● **WORK INSTRUCTIONS**: Give back every record exactly as written.

== DATA SUPPLIED ==

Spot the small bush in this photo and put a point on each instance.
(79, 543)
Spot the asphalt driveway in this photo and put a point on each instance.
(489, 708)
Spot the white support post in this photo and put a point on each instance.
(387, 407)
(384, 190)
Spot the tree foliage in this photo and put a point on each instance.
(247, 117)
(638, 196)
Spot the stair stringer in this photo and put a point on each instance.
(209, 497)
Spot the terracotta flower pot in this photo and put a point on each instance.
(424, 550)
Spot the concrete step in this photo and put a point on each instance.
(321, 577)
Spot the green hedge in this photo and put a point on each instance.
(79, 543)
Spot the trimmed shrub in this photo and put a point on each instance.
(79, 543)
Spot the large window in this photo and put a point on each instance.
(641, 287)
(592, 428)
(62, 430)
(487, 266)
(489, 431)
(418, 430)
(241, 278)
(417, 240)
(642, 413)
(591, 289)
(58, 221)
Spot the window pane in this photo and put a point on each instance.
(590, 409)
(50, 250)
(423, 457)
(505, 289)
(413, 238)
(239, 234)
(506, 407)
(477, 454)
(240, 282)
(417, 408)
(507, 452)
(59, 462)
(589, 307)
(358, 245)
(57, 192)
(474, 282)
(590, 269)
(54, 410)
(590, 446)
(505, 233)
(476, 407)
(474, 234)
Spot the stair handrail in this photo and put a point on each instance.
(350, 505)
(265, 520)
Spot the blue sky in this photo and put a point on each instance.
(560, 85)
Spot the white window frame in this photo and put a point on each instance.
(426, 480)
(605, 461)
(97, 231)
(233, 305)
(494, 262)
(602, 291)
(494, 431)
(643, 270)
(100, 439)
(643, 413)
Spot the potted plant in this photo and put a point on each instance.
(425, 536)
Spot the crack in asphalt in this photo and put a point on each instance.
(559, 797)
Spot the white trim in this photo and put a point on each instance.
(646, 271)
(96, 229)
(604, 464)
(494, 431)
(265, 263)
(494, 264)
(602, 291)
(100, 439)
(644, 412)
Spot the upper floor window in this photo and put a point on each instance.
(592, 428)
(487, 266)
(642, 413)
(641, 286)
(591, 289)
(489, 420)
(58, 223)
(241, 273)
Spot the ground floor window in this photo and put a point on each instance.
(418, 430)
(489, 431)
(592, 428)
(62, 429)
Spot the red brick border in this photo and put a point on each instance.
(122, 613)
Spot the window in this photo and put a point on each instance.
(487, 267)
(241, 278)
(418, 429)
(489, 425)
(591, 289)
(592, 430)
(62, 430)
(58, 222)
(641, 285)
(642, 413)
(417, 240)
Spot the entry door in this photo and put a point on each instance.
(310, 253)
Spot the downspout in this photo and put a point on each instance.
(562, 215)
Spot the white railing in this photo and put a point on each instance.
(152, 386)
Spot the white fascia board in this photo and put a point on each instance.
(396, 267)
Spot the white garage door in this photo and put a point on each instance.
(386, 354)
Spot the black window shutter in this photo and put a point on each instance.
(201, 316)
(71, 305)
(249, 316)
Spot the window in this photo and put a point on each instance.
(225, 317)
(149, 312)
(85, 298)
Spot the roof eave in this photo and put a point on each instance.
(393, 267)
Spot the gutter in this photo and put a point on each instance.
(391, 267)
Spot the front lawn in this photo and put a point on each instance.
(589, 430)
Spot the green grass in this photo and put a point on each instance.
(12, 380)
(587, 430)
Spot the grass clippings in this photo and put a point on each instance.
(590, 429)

===

● **RESULT**:
Spot the small bush in this photo and put a point on each instance.
(79, 543)
Spot the asphalt driveway in this photo and put a point on each instance.
(489, 708)
Spot the white support post in this photo and put a point on each instance.
(387, 407)
(384, 190)
Spot the tree foliage in this photo and put a point on each instance.
(247, 117)
(638, 196)
Spot the stair stringer in this photo and put a point on each instance.
(209, 497)
Spot the terracotta flower pot in this photo and put a point on each instance.
(424, 550)
Spot the concrete step in this photo and put a point on each instance.
(321, 577)
Spot the green hedge in this photo and put a point on each instance.
(79, 543)
Spot the trimmed shrub in this photo and put a point on each instance.
(79, 543)
Spot the large window in this photo and put a point on each instance.
(641, 287)
(592, 428)
(62, 430)
(487, 266)
(489, 431)
(418, 430)
(241, 278)
(417, 240)
(642, 413)
(591, 289)
(58, 221)
Spot the window pane in this photo and put a point on each instance.
(590, 409)
(50, 250)
(423, 457)
(505, 289)
(413, 238)
(239, 234)
(506, 407)
(477, 454)
(240, 282)
(417, 408)
(507, 452)
(59, 462)
(589, 307)
(358, 245)
(57, 192)
(474, 282)
(590, 269)
(54, 410)
(590, 446)
(505, 233)
(476, 407)
(474, 234)
Spot the stair handrail in this photo and put a point on each instance.
(350, 505)
(265, 520)
Spot the blue sky in this photo and put a point on each instance.
(560, 85)
Spot the white window frame in this photo and put a point on each instance.
(426, 480)
(605, 461)
(97, 231)
(233, 305)
(494, 262)
(602, 291)
(494, 431)
(643, 270)
(100, 439)
(643, 413)
Spot the potted plant in this photo and put a point on each instance.
(425, 536)
Spot the crack in asphalt in this photo and put a point on each instance.
(559, 797)
Spot the white trim in this photo and put a point on each instance.
(646, 271)
(96, 229)
(604, 464)
(494, 431)
(265, 263)
(494, 264)
(602, 291)
(100, 439)
(644, 412)
Spot the upper floor window in this photo and put a point on each instance.
(592, 428)
(487, 266)
(642, 413)
(641, 286)
(591, 289)
(489, 420)
(58, 223)
(241, 273)
Spot the ground floor window in this photo and put a point on each instance.
(418, 430)
(489, 431)
(592, 428)
(62, 429)
Spot the red brick border in this photo and put a point on each instance.
(122, 613)
Spot the window in this photo and put a point on each instance.
(487, 267)
(241, 278)
(418, 429)
(489, 425)
(591, 289)
(592, 430)
(62, 430)
(58, 222)
(641, 285)
(642, 413)
(417, 240)
Spot the entry door in this photo and put a point on each instance.
(310, 253)
Spot the downspout in this photo and put a point on each instance.
(562, 215)
Spot the white railing in this photo and put a point on each instance.
(152, 386)
Spot the white fascia board in this photo and put a point on each instance.
(396, 267)
Spot the white garage door in this photo and put a point on each instance.
(386, 354)
Spot the black window shutter in this photo and put a point on each instance.
(201, 316)
(71, 305)
(249, 316)
Spot the window in this photo and put a point on each instance.
(225, 317)
(149, 312)
(85, 298)
Spot the roof eave in this photo and put a point on each instance.
(393, 267)
Spot the gutter in this photo and put a point on each instance.
(391, 267)
Spot the front lawn in this photo and put a point on each instance.
(589, 430)
Spot the green grass in this photo and put a point on each instance.
(12, 380)
(587, 430)
Spot the grass clippings in this photo and put a point on each instance.
(590, 429)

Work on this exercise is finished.